[Input data — start]
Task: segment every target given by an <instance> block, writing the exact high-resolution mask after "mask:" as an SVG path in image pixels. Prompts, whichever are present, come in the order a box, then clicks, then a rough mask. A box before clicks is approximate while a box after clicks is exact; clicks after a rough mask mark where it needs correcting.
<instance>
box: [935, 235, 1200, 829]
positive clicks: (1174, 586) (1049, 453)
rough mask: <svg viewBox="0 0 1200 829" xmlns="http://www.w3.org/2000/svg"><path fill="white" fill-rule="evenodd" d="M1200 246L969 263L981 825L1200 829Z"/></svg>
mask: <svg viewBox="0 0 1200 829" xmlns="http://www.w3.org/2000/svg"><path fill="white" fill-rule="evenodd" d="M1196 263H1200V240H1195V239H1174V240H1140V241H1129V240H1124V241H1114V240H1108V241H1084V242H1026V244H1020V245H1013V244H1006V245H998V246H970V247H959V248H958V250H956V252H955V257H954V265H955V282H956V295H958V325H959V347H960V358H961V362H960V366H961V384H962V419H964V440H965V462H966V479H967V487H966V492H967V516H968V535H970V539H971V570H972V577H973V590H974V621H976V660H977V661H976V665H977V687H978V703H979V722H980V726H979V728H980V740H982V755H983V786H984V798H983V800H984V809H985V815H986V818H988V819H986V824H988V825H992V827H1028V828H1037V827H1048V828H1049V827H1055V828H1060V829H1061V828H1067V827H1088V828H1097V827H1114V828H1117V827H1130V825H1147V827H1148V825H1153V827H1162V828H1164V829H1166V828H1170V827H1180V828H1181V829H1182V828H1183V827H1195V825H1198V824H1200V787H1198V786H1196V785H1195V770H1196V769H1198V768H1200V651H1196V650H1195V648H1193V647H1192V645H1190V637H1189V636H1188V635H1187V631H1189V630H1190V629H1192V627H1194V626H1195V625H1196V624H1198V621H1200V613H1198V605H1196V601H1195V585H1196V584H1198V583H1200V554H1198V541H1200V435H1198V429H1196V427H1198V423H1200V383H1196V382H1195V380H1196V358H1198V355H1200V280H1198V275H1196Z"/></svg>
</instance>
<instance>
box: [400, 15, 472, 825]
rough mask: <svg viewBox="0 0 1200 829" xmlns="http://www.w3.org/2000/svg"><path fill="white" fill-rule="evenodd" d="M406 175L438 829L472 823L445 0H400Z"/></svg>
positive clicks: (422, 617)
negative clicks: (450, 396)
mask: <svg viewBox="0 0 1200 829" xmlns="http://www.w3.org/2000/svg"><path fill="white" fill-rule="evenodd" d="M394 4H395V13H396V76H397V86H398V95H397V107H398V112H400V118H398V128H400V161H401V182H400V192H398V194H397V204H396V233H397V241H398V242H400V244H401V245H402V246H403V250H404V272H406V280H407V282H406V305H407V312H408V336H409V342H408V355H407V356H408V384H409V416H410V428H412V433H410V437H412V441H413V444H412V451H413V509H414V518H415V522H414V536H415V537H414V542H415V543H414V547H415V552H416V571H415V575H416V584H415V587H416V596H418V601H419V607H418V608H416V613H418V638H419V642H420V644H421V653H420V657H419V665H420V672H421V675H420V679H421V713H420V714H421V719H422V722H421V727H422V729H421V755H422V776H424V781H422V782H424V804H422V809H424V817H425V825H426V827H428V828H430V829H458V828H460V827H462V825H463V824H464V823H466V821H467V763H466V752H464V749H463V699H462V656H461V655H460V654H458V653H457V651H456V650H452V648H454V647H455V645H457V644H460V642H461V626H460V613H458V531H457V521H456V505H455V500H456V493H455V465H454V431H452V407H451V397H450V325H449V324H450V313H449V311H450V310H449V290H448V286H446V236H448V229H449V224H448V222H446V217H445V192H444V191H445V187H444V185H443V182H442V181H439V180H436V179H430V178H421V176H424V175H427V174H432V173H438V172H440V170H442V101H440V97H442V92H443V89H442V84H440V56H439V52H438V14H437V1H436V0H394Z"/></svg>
[Input data — finish]
Work task:
Reproduce all of the material above, substituting "coarse mask" for each occurrence of "rough mask" and keeping everything else the same.

Response to the task:
Task: segment every target given by an <instance> block, writing the exact high-resolution mask after "mask:" as an SVG path in image pixels. Prompts, whichever are present, come in the order a box, then clicks, then a coarse mask. A box before clicks is approximate while a box after clicks is exact; clicks after a coarse mask mark where it needs correcting.
<instance>
box: [935, 235, 1200, 829]
positive clicks: (1174, 586) (1049, 453)
coarse mask: <svg viewBox="0 0 1200 829" xmlns="http://www.w3.org/2000/svg"><path fill="white" fill-rule="evenodd" d="M1200 246L969 263L981 825L1200 829Z"/></svg>
mask: <svg viewBox="0 0 1200 829" xmlns="http://www.w3.org/2000/svg"><path fill="white" fill-rule="evenodd" d="M1196 263H1200V240H1195V239H1174V240H1140V241H1129V240H1124V241H1114V240H1108V241H1084V242H1026V244H1020V245H1013V244H1006V245H998V246H970V247H959V248H958V250H956V252H955V257H954V265H955V282H956V295H958V325H959V347H960V358H961V362H960V366H961V384H962V419H964V440H965V462H966V479H967V487H966V492H967V516H968V535H970V539H971V570H972V577H973V590H974V621H976V660H977V661H976V665H977V687H978V703H979V722H980V726H979V728H980V740H982V755H983V786H984V798H983V800H984V809H985V815H986V818H988V819H986V824H988V825H992V827H1028V828H1037V827H1048V828H1049V827H1055V828H1060V829H1061V828H1067V827H1088V828H1097V827H1114V828H1117V827H1130V825H1147V827H1148V825H1153V827H1162V828H1164V829H1166V828H1170V827H1180V828H1181V829H1182V828H1183V827H1195V825H1198V824H1200V787H1198V786H1196V785H1195V770H1196V769H1198V768H1200V651H1196V650H1195V648H1193V647H1192V645H1190V637H1189V636H1188V635H1187V631H1189V630H1190V629H1192V627H1194V626H1195V625H1196V624H1198V621H1200V613H1198V605H1196V601H1195V585H1196V584H1198V583H1200V554H1198V541H1200V435H1198V429H1196V427H1198V423H1200V383H1196V382H1195V380H1196V358H1198V355H1200V280H1198V275H1196Z"/></svg>
</instance>
<instance>
box: [400, 15, 472, 825]
coarse mask: <svg viewBox="0 0 1200 829" xmlns="http://www.w3.org/2000/svg"><path fill="white" fill-rule="evenodd" d="M406 175L438 829L472 823L445 0H400Z"/></svg>
positive clicks: (422, 617)
negative clicks: (450, 396)
mask: <svg viewBox="0 0 1200 829" xmlns="http://www.w3.org/2000/svg"><path fill="white" fill-rule="evenodd" d="M394 4H395V13H396V76H397V86H398V95H397V107H398V112H400V118H398V128H400V161H401V182H400V192H398V194H397V204H396V233H397V241H398V242H400V244H401V245H402V246H403V250H404V272H406V280H407V282H406V305H407V312H408V336H409V342H408V355H407V356H408V384H409V416H410V428H412V433H410V437H412V441H413V444H412V451H413V509H414V518H415V522H414V536H415V537H414V542H415V543H414V547H415V552H416V571H415V575H416V584H415V587H416V596H418V601H419V607H418V608H416V613H418V638H419V642H420V644H421V653H420V657H419V665H420V672H421V675H420V679H421V713H420V714H421V719H422V722H421V727H422V729H421V755H422V776H424V781H422V782H424V804H422V809H424V817H425V825H426V827H428V828H430V829H458V828H460V827H462V825H463V824H464V823H466V821H467V763H466V752H464V749H463V699H462V656H461V655H460V654H458V653H457V651H456V650H452V648H454V647H455V645H457V644H460V642H461V626H460V613H458V531H457V521H456V505H455V500H456V493H455V465H454V431H452V407H451V397H450V325H449V324H450V313H449V311H450V310H449V290H448V286H446V236H448V229H449V224H448V222H446V217H445V192H444V191H445V187H444V185H443V182H442V181H439V180H436V179H430V178H421V176H424V175H427V174H432V173H438V172H440V170H442V101H440V97H442V92H443V89H442V84H440V56H439V52H438V14H437V1H436V0H394Z"/></svg>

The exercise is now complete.